Dataset rows on where objects appear
====================
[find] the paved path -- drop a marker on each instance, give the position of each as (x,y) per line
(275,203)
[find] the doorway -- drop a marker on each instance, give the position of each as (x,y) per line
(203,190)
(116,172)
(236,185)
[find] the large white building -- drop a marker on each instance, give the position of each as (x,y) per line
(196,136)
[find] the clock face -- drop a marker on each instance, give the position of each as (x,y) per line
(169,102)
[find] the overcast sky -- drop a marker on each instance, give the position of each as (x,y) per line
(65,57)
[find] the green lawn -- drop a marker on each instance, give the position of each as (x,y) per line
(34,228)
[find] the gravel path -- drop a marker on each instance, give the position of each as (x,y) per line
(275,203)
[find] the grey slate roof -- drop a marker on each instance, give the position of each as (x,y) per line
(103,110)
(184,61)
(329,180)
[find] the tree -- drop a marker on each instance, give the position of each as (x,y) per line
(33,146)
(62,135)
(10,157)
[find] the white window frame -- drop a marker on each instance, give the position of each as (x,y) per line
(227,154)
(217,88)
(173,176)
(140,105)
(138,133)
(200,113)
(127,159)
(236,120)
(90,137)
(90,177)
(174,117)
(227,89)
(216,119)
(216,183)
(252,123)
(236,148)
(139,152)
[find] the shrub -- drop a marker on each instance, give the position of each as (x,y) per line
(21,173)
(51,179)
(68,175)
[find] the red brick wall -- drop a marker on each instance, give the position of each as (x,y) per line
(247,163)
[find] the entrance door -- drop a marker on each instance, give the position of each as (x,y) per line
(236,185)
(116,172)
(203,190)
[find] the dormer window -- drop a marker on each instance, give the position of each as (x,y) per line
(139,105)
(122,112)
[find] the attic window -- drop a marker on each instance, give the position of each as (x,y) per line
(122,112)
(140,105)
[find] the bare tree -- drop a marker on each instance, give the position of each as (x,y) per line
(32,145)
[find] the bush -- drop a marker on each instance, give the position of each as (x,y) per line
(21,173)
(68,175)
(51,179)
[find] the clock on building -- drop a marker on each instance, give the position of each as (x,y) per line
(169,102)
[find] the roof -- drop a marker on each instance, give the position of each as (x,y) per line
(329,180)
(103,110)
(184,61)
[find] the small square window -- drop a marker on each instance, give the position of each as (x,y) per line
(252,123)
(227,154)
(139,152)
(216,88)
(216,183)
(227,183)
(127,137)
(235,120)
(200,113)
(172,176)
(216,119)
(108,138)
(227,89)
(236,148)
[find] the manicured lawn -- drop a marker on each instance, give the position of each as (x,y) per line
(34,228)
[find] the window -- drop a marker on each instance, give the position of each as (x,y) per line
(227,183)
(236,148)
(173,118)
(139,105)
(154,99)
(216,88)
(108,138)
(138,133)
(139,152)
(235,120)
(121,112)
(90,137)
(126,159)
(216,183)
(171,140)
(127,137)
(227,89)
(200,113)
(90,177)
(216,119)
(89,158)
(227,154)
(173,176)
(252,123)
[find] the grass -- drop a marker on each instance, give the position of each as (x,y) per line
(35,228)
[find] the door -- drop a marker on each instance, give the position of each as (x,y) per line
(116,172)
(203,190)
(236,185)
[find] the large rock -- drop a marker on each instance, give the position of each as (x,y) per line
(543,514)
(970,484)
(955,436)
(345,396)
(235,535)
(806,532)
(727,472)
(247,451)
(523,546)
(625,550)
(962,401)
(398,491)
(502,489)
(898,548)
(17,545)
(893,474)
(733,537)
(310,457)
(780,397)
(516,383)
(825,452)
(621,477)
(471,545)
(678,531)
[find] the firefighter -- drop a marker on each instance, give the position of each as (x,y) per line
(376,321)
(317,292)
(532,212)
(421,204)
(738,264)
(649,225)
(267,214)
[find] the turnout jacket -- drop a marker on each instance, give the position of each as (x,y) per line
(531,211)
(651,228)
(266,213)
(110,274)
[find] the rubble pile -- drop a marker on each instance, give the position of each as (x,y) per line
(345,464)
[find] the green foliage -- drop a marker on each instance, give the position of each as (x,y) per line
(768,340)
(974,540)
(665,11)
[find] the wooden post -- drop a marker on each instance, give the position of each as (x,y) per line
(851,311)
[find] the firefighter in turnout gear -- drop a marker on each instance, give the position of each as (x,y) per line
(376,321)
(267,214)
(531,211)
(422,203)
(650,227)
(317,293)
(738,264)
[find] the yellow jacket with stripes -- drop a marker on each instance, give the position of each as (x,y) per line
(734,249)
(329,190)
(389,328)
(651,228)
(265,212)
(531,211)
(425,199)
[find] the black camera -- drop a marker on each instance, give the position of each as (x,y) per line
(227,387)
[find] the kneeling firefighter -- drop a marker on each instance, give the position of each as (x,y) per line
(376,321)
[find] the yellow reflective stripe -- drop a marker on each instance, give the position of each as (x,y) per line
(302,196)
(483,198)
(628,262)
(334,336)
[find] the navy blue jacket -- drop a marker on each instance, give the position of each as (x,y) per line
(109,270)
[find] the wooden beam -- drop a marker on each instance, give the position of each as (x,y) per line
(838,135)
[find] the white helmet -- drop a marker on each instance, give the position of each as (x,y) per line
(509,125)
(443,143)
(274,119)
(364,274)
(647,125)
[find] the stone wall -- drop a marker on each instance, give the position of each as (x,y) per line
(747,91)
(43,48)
====================
Output the lines of the records above as a JSON list of strings, one string per line, omitting blank lines.

[
  "[find] the paved path -- drop a marker on each instance, give the position of each as (x,y) per line",
  "(275,203)",
  "[find] the doorway -- drop a marker on each instance, give the position of each as (x,y) per line",
  "(203,190)",
  "(116,172)",
  "(236,185)",
  "[find] the large white building -- drop a marker on each instance, give the position of each as (x,y) per line",
  "(196,136)",
  "[find] the clock face -- drop a marker on each instance, give the position of each as (x,y) per line",
  "(169,102)",
  "[find] the overcast sky -- drop a marker on each instance, give the position of each as (x,y) per line",
  "(65,57)",
  "[find] the green lawn -- drop a marker on each instance, give the position of each as (x,y) per line",
  "(34,228)",
  "[find] the gravel path -- drop a marker on each instance, give the position of each as (x,y) per line",
  "(275,203)",
  "[find] the grey slate roof -- drop a marker on each instance, give the position of each as (x,y) per line",
  "(103,110)",
  "(184,61)",
  "(329,180)",
  "[find] the tree -- drop a marker on each instance, give the position of each as (x,y) per line",
  "(33,146)",
  "(62,135)",
  "(10,157)",
  "[find] the white window frame -- drop a marker on each instance, give the position of each as (x,y) per line",
  "(227,154)",
  "(217,88)",
  "(173,176)",
  "(140,105)",
  "(138,133)",
  "(200,113)",
  "(127,159)",
  "(236,120)",
  "(90,137)",
  "(90,177)",
  "(174,117)",
  "(227,89)",
  "(216,119)",
  "(216,183)",
  "(252,123)",
  "(236,148)",
  "(139,152)",
  "[find] the shrub -- drop a marker on each instance, give the position of each as (x,y) per line",
  "(21,173)",
  "(51,179)",
  "(68,175)",
  "[find] the red brick wall -- drop a marker on each instance, give the position of each as (x,y) per line",
  "(247,163)",
  "[find] the entrance door -- drop a marker on each instance, give the position of each as (x,y) per line",
  "(236,185)",
  "(116,172)",
  "(203,190)",
  "[find] the dormer window -- drop a marker on each instance, give the position of each as (x,y) per line",
  "(139,105)",
  "(122,112)",
  "[find] the attic window -- drop a marker on each instance, give the position of each as (x,y) per line",
  "(122,112)",
  "(140,105)",
  "[find] the bare tree -- drop a marker on each instance, give the position of each as (x,y) per line",
  "(32,145)",
  "[find] the bush -- drop a marker on each instance, give the position of each as (x,y) per line",
  "(21,173)",
  "(68,175)",
  "(51,179)",
  "[find] the clock on building -- drop a marker on each instance, give the position of each as (x,y) per line",
  "(169,102)",
  "[find] the roof -- drop a marker on each instance, give the position of each as (x,y) per line",
  "(329,180)",
  "(103,110)",
  "(184,61)",
  "[find] the small square window -- drop a marker on each instance, give the position of each as (x,y) per line",
  "(252,123)",
  "(227,154)",
  "(139,152)",
  "(216,88)",
  "(216,183)",
  "(227,183)",
  "(127,137)",
  "(235,120)",
  "(200,113)",
  "(172,176)",
  "(216,119)",
  "(108,138)",
  "(227,89)",
  "(236,148)",
  "[find] the manicured lawn -- drop a marker on each instance, give the position of each as (x,y) per line",
  "(34,228)",
  "[find] the window -- drop a marker on each instance, give the position of each as (x,y) per line",
  "(227,183)",
  "(236,148)",
  "(173,118)",
  "(139,105)",
  "(154,99)",
  "(216,88)",
  "(108,138)",
  "(138,133)",
  "(139,152)",
  "(235,120)",
  "(121,112)",
  "(90,137)",
  "(126,159)",
  "(216,183)",
  "(171,140)",
  "(127,137)",
  "(227,89)",
  "(200,113)",
  "(90,177)",
  "(216,119)",
  "(89,158)",
  "(227,154)",
  "(173,176)",
  "(252,123)",
  "[find] the grass -- drop a marker on each instance, give the position of each as (x,y) per line",
  "(35,228)",
  "[find] the door -- drop a marker on each instance, give the position of each as (x,y) per line",
  "(116,172)",
  "(203,190)",
  "(236,185)",
  "[find] the large rock -- drop a marker on each instance, give the position of each as (x,y) per line",
  "(543,514)",
  "(970,484)",
  "(955,436)",
  "(345,396)",
  "(235,535)",
  "(806,532)",
  "(727,472)",
  "(247,451)",
  "(523,546)",
  "(625,550)",
  "(962,401)",
  "(398,491)",
  "(502,489)",
  "(898,548)",
  "(17,545)",
  "(893,474)",
  "(733,537)",
  "(310,457)",
  "(780,397)",
  "(516,383)",
  "(825,452)",
  "(621,477)",
  "(471,545)",
  "(678,531)",
  "[find] the firefighter -- drop a marker on each instance, give the position of each as (x,y) per line",
  "(376,321)",
  "(317,292)",
  "(532,212)",
  "(421,204)",
  "(738,264)",
  "(649,225)",
  "(267,214)",
  "[find] the turnout jacket -- drop a marker on each instance, give the position of each as (x,y) per line",
  "(531,211)",
  "(651,228)",
  "(266,213)",
  "(110,274)",
  "[find] the rubble pile -- drop a marker on each instance, give the position of each as (x,y) per line",
  "(345,464)",
  "[find] the green foliage -- drop a marker on each instance, give the position of each as (x,y) per line",
  "(768,340)",
  "(974,540)",
  "(665,11)",
  "[find] the wooden post -- drop a marker on each instance, give the position of each as (x,y) per line",
  "(851,311)",
  "[find] the firefighter in turnout gear -- drop a marker on each instance, give the position of each as (x,y) per line",
  "(376,321)",
  "(267,214)",
  "(531,211)",
  "(422,203)",
  "(650,227)",
  "(317,293)",
  "(738,264)",
  "[find] the yellow jacket with stripes -- drop a marker on each instance, give the position of each as (x,y) per line",
  "(734,249)",
  "(329,190)",
  "(389,328)",
  "(651,228)",
  "(265,212)",
  "(531,211)",
  "(425,199)",
  "[find] the black camera -- drop a marker on each instance, give the position of each as (x,y) per line",
  "(227,387)",
  "[find] the kneeling firefighter -- drop a marker on each instance, give the position of each as (x,y) per line",
  "(376,321)",
  "[find] the yellow reflective stripe -- drop a marker on each instance, give the position of each as (x,y) per line",
  "(302,196)",
  "(483,198)",
  "(628,262)",
  "(334,336)",
  "[find] the navy blue jacket -- drop a marker on each instance, give the position of each as (x,y) per line",
  "(109,270)",
  "[find] the wooden beam -- drop a marker on each instance, give the position of each as (x,y) per line",
  "(838,135)",
  "[find] the white helmet -- drop a marker on each instance, give the position of each as (x,y) per line",
  "(509,125)",
  "(443,143)",
  "(274,119)",
  "(364,274)",
  "(647,125)",
  "[find] the stone wall -- drop a marker on each instance, give the position of each as (x,y) per line",
  "(747,91)",
  "(43,48)"
]